■ **SELECTED EXCERPT**:
>>>>

In early 1958, he returned to Cuba and joined Fidel Castro's guerrillas in the mountains of Sierra Maestra. By the end of the war against Batista's dictatorship, Del Pino was a first lieutenant.

After the Cuban Revolution, he joined the new Cuban Air Force at the beginning of 1959 and began his flying training to become a fighter pilot. In April 1961, he flew against CIA-sponsored armed forces in the Bay of Pigs Invasion. Flying a Lockheed T-33 jet, he shot down two Douglas B-26 Invaders and sunk several enemy vessels. During the three-day battle, Rafael del Pino flew 25 combat missions.[1] As a result of the decisive role of Cuban pilots during this historic event, president Fidel Castro declared them "Heroes of Playa Giron".

<<<<

■ **WRITTEN EXERCISE A**: In the Rafael del Pino text, switch "first lieutenant" to "captain" and give the part starting with "In early 1958, he" and going on through "a first lieutenant.".
■ **WRITTEN EXERCISE B**: According to the Rafael del Pino text, what aircraft was Del Pino flying when he shot down two Douglas B-26 Invaders?

■ **DATASET CONTENT**:
>>>>

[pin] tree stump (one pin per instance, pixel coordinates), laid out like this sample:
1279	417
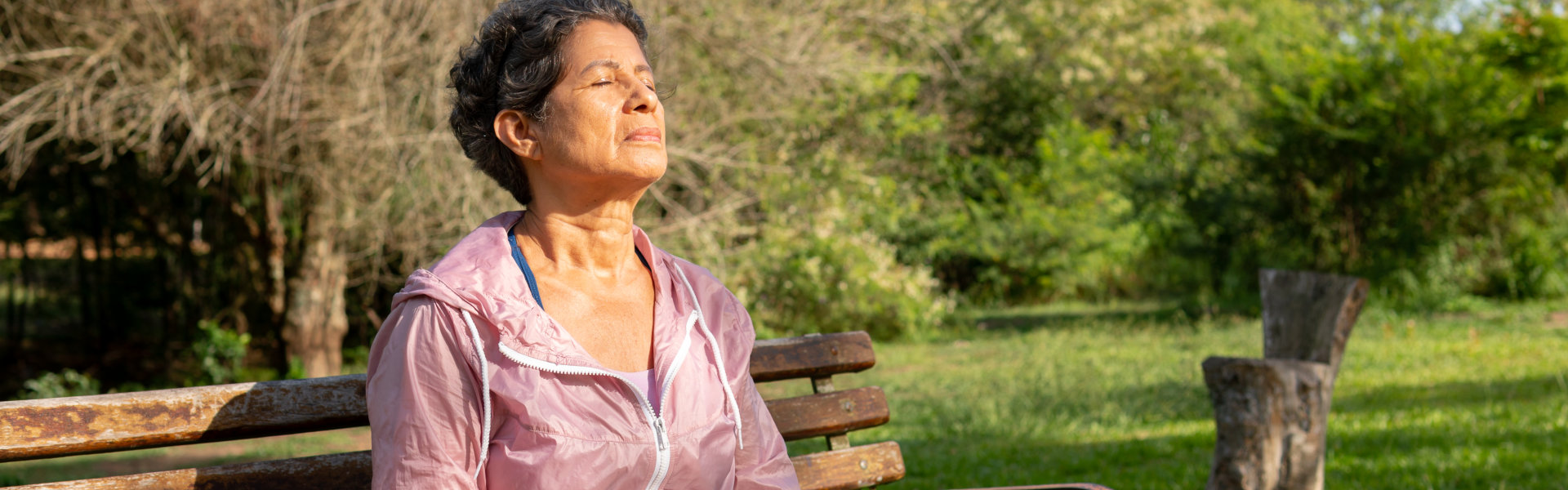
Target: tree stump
1272	423
1308	316
1272	415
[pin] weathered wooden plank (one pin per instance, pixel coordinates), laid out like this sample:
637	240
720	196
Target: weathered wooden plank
1308	316
65	426
813	355
337	471
826	413
1049	488
858	467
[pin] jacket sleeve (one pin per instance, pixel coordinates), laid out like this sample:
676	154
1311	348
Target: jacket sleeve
424	398
764	461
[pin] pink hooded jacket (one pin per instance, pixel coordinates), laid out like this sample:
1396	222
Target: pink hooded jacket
470	385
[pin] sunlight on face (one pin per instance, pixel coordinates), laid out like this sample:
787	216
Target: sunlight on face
604	122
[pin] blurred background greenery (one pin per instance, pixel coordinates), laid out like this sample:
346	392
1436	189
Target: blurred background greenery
207	192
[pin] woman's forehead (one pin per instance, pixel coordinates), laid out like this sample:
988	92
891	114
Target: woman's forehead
598	42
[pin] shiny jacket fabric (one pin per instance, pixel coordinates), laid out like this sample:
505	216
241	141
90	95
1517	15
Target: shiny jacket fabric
470	385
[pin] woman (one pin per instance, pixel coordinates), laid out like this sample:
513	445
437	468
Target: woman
557	347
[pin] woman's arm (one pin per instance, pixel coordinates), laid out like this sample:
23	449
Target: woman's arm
764	461
424	396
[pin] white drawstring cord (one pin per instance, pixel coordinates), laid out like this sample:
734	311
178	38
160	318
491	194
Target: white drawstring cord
479	347
719	357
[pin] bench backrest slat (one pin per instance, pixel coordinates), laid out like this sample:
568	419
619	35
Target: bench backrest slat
813	355
83	425
835	470
342	471
35	429
816	415
857	467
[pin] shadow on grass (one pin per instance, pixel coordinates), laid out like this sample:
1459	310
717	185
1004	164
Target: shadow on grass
1143	318
1401	457
1460	394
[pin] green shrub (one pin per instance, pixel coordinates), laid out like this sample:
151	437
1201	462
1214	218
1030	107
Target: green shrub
1056	224
220	354
61	384
835	280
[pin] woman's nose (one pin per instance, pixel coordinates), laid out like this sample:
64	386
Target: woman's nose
642	100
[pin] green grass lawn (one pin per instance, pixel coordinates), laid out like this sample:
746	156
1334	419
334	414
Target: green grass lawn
1116	396
1062	396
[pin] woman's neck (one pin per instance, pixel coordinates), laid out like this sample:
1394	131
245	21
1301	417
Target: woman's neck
581	238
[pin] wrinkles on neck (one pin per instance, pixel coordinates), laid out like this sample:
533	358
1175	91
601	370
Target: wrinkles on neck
581	236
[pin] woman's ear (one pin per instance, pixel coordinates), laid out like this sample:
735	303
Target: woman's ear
519	134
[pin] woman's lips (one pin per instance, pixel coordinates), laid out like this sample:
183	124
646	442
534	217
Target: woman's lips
647	134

<<<<

■ **FINISHED ANSWER A**:
In early 1958, he returned to Cuba and joined Fidel Castro's guerrillas in the mountains of Sierra Maestra. By the end of the war against Batista's dictatorship, Del Pino was a captain.

■ **FINISHED ANSWER B**: A Lockheed T-33 jet.